What you are asked to do
Please count the lines in the data below that contain the word "floor", with case counting, and reply with only that number.
____
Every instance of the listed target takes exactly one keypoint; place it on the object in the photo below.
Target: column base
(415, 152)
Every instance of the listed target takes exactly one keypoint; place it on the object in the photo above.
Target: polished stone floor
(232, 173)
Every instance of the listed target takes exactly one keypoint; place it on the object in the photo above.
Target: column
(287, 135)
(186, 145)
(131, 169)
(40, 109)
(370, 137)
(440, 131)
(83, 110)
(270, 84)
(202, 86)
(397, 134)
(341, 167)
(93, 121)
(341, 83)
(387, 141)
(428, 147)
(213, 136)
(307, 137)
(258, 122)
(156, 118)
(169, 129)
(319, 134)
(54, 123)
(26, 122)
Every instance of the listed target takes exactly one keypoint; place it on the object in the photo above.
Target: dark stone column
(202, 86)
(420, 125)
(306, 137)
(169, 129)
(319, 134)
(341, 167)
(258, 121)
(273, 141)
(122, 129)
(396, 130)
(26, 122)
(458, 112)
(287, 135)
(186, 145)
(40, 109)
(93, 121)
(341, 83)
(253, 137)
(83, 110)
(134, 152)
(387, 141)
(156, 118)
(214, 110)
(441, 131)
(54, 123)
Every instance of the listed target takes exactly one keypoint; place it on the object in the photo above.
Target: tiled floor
____
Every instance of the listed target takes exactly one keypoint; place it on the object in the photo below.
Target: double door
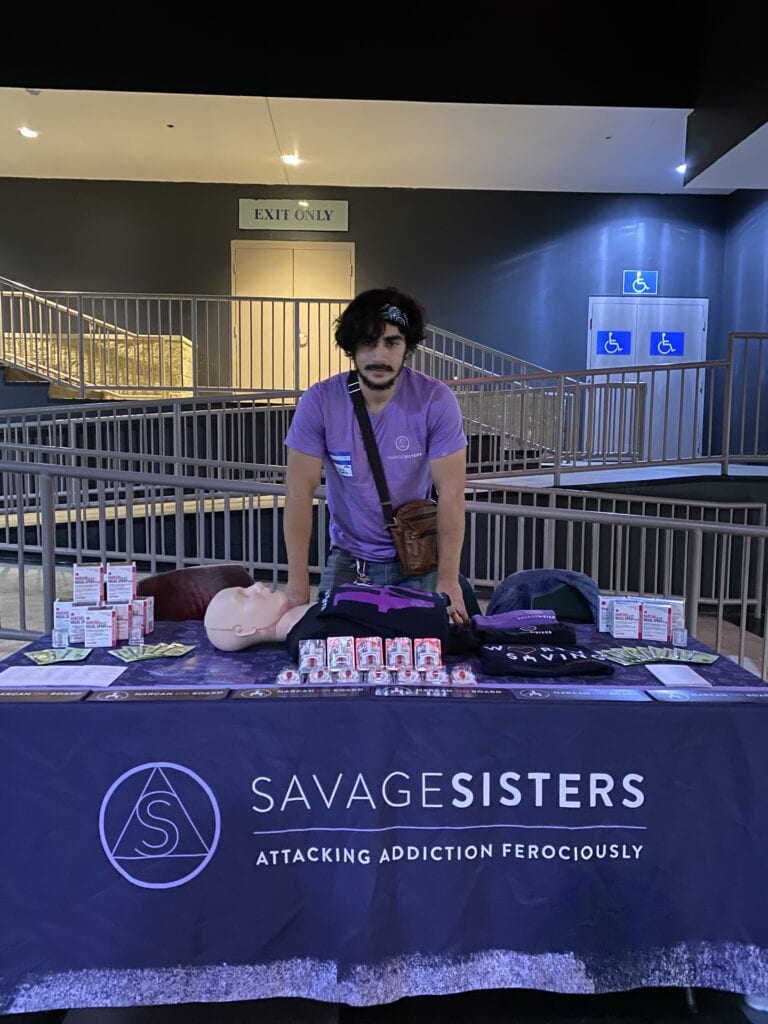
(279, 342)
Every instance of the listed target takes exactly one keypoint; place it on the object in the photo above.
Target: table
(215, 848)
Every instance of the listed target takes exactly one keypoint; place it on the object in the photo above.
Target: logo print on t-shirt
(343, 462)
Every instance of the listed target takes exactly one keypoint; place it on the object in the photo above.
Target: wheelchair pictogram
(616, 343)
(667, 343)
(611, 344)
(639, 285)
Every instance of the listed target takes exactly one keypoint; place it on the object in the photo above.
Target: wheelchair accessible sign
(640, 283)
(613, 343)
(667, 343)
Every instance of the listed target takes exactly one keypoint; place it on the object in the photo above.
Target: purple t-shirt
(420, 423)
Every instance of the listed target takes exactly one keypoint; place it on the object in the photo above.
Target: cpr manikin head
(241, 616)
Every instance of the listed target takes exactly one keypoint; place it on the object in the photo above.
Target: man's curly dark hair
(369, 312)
____
Finished task
2